***** ENTRIES SHOWN

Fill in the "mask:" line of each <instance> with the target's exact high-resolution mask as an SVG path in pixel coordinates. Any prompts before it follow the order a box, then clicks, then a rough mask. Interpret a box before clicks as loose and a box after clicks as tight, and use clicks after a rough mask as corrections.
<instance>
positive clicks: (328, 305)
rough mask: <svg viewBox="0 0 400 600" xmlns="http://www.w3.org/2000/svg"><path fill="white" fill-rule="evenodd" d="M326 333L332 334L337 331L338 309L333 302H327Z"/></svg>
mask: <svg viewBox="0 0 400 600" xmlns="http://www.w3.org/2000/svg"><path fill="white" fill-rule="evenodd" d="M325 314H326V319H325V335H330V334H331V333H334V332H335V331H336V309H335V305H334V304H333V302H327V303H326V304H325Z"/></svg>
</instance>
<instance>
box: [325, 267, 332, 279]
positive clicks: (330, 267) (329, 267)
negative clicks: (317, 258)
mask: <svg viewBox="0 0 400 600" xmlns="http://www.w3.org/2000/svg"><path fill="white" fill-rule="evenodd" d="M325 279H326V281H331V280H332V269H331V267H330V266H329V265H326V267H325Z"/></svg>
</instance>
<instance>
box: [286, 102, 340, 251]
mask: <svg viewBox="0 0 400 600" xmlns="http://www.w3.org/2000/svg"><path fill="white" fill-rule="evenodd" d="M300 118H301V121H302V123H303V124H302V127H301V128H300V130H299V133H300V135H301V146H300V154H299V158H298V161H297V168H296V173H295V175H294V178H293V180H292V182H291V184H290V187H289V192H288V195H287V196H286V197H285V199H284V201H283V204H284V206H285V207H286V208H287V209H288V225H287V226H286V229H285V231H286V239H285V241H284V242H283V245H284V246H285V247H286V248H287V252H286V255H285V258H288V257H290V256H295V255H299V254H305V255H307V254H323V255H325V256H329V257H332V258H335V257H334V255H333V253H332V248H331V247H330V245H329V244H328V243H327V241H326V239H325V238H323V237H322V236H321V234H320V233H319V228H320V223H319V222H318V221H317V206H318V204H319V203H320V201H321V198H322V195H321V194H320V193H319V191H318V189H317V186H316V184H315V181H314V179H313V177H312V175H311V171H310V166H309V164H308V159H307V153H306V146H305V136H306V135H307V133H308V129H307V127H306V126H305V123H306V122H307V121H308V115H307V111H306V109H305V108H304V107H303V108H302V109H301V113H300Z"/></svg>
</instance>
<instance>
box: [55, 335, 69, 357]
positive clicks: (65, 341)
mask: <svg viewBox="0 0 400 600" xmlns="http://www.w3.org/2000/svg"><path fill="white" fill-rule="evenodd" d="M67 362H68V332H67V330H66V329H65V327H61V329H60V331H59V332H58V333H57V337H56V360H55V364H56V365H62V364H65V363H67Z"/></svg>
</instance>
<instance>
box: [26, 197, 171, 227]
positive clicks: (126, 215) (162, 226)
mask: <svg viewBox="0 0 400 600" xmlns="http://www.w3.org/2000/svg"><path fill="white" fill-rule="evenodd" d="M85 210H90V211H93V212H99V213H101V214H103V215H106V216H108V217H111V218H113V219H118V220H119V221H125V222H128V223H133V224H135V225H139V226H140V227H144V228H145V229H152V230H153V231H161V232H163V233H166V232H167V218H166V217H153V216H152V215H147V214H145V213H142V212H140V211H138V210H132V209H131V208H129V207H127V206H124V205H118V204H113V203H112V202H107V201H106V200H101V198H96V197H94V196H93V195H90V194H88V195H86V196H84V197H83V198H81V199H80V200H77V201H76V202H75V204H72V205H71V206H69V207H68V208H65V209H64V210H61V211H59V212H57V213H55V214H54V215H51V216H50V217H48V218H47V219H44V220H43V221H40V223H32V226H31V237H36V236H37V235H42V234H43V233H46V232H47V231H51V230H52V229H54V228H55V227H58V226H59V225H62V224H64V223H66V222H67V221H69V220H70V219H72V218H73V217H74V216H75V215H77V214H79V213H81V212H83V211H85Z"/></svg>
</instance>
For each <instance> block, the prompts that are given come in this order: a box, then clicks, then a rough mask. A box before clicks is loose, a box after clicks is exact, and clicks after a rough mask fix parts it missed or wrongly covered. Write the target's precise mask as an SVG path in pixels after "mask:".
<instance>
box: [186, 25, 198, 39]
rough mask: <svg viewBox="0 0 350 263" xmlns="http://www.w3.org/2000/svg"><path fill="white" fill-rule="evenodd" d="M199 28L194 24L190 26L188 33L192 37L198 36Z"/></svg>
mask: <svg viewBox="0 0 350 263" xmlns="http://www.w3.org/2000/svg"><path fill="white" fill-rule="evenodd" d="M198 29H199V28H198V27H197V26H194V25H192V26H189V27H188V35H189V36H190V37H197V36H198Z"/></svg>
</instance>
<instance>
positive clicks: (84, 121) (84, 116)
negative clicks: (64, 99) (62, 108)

**********

- [WORK ITEM] Starting with the first line of the listing, output each line exactly until you have included the one containing "positive clicks: (328, 305)".

- [SOLUTION TO THIS EXERCISE]
Fill in the "mask:" line of each <instance> with the target's exact high-resolution mask as an SVG path in pixel coordinates. Any prompts before it follow the order a box, then clicks, then a rough mask. Interpret a box before clicks as loose and a box after clicks as tight, and use clicks after a rough mask as corrections.
<instance>
positive clicks: (328, 305)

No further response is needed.